▸ Records provided:
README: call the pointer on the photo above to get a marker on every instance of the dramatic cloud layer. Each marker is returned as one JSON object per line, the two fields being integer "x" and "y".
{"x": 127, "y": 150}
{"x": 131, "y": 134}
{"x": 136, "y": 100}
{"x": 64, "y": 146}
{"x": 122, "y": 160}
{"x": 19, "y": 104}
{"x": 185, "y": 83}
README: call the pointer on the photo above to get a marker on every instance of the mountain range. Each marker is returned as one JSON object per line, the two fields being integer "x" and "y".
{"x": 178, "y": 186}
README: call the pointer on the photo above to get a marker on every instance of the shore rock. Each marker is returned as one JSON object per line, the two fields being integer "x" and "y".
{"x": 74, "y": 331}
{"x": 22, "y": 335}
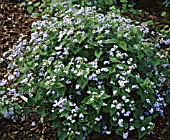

▸ Action item: The result should be the full material above, word for word, with its pictures omitted.

▸ Solution for this problem:
README: call the pointer on the photo above to get a marker on every instance of the dramatic cloud layer. Each marker is returned as one JSON object per line, the two fields being integer "x" and "y".
{"x": 127, "y": 150}
{"x": 131, "y": 134}
{"x": 136, "y": 100}
{"x": 64, "y": 146}
{"x": 122, "y": 160}
{"x": 19, "y": 104}
{"x": 185, "y": 83}
README: call the pointer on the photo above to get a marker on every instance of the mountain range. Each marker is returned as one JSON object per line, the two fields being integer "x" and "y".
{"x": 178, "y": 186}
README: call the pointer on the photo above to get a marker on every instance of the shore rock. Each marker is returned as one JSON object per line, the two fields being integer "x" and "y".
{"x": 74, "y": 331}
{"x": 22, "y": 335}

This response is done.